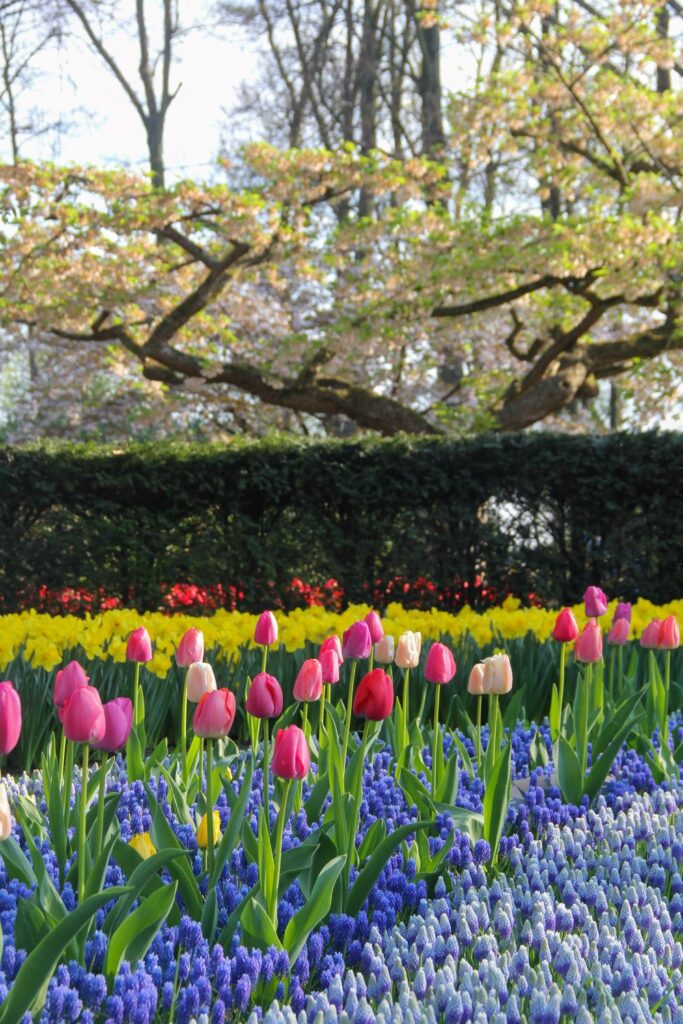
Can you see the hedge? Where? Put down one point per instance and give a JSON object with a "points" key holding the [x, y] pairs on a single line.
{"points": [[528, 514]]}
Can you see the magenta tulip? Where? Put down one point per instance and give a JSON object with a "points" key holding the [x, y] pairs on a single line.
{"points": [[118, 722], [71, 678], [190, 648], [265, 633], [291, 758], [83, 716], [440, 665], [214, 715], [589, 643], [139, 646], [10, 717], [265, 696]]}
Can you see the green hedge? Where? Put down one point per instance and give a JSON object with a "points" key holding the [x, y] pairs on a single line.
{"points": [[529, 513]]}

*Task*:
What are the lines from the one containing "Can you see the green" through the end of the material? Reproduce them exactly, both ends included, with nothing added.

*Expected output*:
Can you see the green hedge? Where? Put down one point per instance and give a JSON object with a "points" key holding the [x, y] pairs on a single line.
{"points": [[529, 513]]}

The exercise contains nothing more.